» **Görevin kapsamı**:
Aşağıdaki, öfkesinin kaynağını anlamaya çalışan bir babayı anlatan metni, son cümlesinin ardından sürdür.

» **Kaynak metin**:
Sabahları erken kalkar, ev halkı uyanmadan kahvesini içerdi. Sessizliği severdi, ama son zamanlarda o sessizlik bile içindeki karmaşayı susturamıyordu.
İş yerinde hep güçlü görünürdü. Soğukkanlı, çözüm odaklı, kontrollü. Ama ne zaman biri eleştirse, içinde ince bir öfke yükselirdi. O an fark etmese de, akşam eve geldiğinde kızının küçük bir hatasına gösterdiği büyük tepkide patlak verirdi o biriken duygu. Sonra gece olur başını yastığa koyar koymaz “Ben niye böyle davrandım?” sorusu çöküverirdi üzerine.
Kendine bile itiraf edemediği şeyler vardı. Belki yorulduğunu kabul edemediği için öfkeliydi. Belki anlaşılmadığını düşündüğü için sesi bu kadar yükseliyordu. Ama bunların hiçbirini henüz tam olarak bilmiyordu.(1.durak)
Bir sabah, kızı gözlerinin içine bakıp;
“Baba, sen beni sevmiyor musun!? bana böyle bağırınca sanki artık beni sevmiyorsun gibi oluyor.” deyince
kelimeler bir kurşun gibi yüreğine saplandı.
İşte o an, o ilk çatlak oluştu.
Yıllardır inşa ettiği “ben böyleyim” duvarı, o küçük cümlede sarsıldı.
O günden sonra bazı şeyleri fark etmeye başladı.(2.durak)
Bir arkadaşının sessiz kaldığı bir anda içsel olarak neden gerildiğini anlamaya çalıştı.
Toplantılarda kendini savunma ihtiyacının altında neyin yattığını merak etti.
Bir yerde okumuştu..
“Her öfkenin altında karşılanmamış bir ihtiyaç vardır.”
Bu cümleyi cebine koydu.
Derinlerde ne olduğunu merak ederek zamanla kendini dinlemeyi öğrendi. Kolay değildi bunu yapmak..
Kendi sesini duymak, geçmişten gelen öğrenilmişliklerle, mutlak doğru sandığı kendi doğruları, inançlarıyla karışıyordu sesi.
Ama durdukça, sustukça, hislerine yer açtıkça… yeni bir şey olmaya başladı.
Artık tartışmaların ortasında durup nefes alabiliyordu.
Eskisi gibi her sözü kişisel almıyordu.

Kayıtlar:
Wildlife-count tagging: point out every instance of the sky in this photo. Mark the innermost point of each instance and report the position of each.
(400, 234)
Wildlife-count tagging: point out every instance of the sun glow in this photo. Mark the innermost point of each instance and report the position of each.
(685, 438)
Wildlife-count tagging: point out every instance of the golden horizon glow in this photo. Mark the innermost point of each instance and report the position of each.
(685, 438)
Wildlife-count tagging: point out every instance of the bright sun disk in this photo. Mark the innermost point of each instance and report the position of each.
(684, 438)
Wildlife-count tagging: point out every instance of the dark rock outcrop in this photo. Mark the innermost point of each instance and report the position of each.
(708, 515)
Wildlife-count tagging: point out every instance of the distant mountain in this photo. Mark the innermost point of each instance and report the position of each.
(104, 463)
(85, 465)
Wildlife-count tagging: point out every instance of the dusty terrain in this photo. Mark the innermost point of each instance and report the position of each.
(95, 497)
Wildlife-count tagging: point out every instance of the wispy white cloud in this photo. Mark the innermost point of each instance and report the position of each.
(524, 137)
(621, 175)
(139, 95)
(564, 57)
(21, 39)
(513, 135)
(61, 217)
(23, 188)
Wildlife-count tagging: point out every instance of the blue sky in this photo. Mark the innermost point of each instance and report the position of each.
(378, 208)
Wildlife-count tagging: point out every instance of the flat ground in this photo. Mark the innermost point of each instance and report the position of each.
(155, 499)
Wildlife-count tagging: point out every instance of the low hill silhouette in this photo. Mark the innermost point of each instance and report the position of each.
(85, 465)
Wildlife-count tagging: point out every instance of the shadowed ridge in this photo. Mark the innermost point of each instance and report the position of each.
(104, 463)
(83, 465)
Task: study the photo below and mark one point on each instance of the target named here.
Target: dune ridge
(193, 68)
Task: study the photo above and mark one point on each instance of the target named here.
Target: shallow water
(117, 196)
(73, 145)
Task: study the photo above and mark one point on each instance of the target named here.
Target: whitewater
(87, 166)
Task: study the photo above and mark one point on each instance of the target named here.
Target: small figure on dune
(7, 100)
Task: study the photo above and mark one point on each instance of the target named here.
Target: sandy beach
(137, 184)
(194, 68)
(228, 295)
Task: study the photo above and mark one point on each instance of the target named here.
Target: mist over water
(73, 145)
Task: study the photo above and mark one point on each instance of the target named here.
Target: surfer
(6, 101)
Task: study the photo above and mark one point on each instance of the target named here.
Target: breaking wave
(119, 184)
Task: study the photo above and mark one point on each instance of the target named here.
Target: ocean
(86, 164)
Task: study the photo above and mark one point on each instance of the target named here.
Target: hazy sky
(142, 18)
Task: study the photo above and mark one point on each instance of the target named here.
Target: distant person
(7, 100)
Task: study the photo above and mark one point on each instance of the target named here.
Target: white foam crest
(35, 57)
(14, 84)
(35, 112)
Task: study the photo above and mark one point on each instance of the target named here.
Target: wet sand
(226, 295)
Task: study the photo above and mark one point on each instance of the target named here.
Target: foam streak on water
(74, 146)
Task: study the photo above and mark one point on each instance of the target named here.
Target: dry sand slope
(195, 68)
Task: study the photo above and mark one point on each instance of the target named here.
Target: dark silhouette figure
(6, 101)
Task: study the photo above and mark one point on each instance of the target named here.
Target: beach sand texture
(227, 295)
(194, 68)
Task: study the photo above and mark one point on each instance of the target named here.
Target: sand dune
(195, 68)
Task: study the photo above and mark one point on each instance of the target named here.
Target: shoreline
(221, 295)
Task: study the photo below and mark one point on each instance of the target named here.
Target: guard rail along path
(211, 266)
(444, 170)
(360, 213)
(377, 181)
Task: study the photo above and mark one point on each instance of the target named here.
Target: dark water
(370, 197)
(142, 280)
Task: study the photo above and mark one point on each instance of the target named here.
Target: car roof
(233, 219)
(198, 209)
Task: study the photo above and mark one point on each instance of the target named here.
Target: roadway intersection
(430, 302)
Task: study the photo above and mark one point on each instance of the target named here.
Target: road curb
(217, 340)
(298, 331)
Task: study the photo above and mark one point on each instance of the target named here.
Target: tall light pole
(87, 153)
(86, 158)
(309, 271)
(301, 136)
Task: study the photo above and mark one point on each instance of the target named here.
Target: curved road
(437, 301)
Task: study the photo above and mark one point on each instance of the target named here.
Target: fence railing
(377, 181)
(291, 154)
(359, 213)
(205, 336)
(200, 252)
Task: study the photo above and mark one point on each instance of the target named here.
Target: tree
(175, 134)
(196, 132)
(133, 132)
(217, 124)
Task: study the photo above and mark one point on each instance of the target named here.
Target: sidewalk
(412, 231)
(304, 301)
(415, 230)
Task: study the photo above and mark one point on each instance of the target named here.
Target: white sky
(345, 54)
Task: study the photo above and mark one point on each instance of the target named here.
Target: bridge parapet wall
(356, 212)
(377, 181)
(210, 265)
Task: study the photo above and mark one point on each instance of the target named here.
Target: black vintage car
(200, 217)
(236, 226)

» **Görev sonucu**:
İş yerinde biri onun fikrini geçersiz kıldığında, sessiz kalmayı başarabiliyordu.
Orada tam olarak kendinde ve karşısında neler olduğunu farketmeye başladı.
Ve düşündü; “Bu onun tarzı. Ben kendimi ifade ettim,bu kadar.”
Bir tartışmada önemli olan kazanmak değil, karşı tarafın hislerini anlamaktı.
O an kendini ilk kez güçlü hissetti, ama bu defa öfkelenmeden, bağırmadan, içsel savaş yaşamadan. (3.durak)
Bu bilinçle ilerlemeye devam etti. Arada düştü sonra tekrar kalktı.. Günün birinde hayatında önemli bir yeri olan bir arkadaşının ona söylediği ağır bir sözü işitti.
İçinden yükselen ilk tepkiyi tanıdı… sonra bıraktı..
Arkadaşına “Sanırım bugün zor bir gün geçiriyorsun,” dedi.
Artık kendi ve başkalarının duygularını anlamaya başladığı yerdeydi.
Bunu nasıl yaptığını bilmiyordu.
Zihninden geçmedi bile…
Sadece kalbinden geldi.
Ve o anda anladı:
Artık bazı şeyleri düşünerek değil, kalpten hissederek yapıyordu.(4.durak)
Bu bir yolculuktu.
Öfkeyle başlayan, farkındalıkla şekillenen, şefkatle olgunlaşan…
Ve sonunda içgörüyle akan bir yolculuk.
Hâlâ yürüyordu..
Ve hergün kendine biraz daha yaklaşarak..
Bu hikayedeki öğrenme aşamaları:
(1.Durak:Bilinçsiz Yetersizlik
2.Durak:BilinçliYetersizlik=Farkındalık
3.Durak:Bilinçli Yeterlilik
4.Durak:Bilinçsiz Yeterlilik=Ustalık)
2.Durak Kişinin kırılma noktası, farkındalık bu noktada başlıyor ve Koçluk burada devreye giriyor. İlk başta bir profesyonel olarak değil, içsel bir çağrı olarak“Bir şeyleri değiştirmeliyim ama nasıl?”
Sonrasında bu kişi kendi duygularını gözlemlemeye başlıyor.
Koçluk süreci burada bir alan açıyor:
•Duygularıyla temasa geçmesine,
•Otomatik tepkilerinin altındaki ihtiyaçları keşfetmesine,
•Geçmişten taşıdığı kalıpları fark etmesine,
•“Ben böyleyim” inancını esnetmesine, davranış değişikliğine yardımcı oluyor.
Ve yolculuk ilerledikçe, kişi dış dünyadaki çatışmaları daha az kişiselleştirmeye, kendi içinde daha geniş bir yerden bakabilmeye başlıyor. Böylece değişim ve dönüşüm yolculuğu başlıyor.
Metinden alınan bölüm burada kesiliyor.